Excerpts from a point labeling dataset
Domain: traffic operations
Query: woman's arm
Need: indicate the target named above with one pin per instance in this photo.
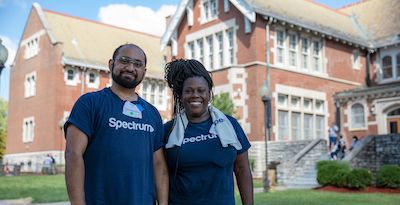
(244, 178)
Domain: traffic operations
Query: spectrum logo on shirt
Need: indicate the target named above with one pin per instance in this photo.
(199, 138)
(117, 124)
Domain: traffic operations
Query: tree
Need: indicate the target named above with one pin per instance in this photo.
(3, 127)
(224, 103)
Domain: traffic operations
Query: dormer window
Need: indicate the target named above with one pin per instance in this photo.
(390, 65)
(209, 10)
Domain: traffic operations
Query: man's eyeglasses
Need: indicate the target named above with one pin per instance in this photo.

Stated task >> Rewrite every line of the data above, shifting each coordinate in the points up by 62 and leaving out the picture.

The response >>
Domain: traffic operations
Query: woman's arm
Need: indicate the target named above with one pin per instance in this photo.
(306, 240)
Domain: traffic operations
Query: spectrum logo on shirt
Need: indicate the target named above with one pin per instance in this photo.
(261, 200)
(179, 186)
Domain: traffic operations
Query: tree
Need: indicate the target named above with one pin per instance in this photo.
(65, 189)
(286, 165)
Domain: traffic operations
Query: dormer window
Need: indicate the target named above with one pin per instance in this photo.
(452, 127)
(271, 72)
Domain: traffic operations
Query: man's eyeglasses
Need: indicate the target named above with one pin per instance in this photo.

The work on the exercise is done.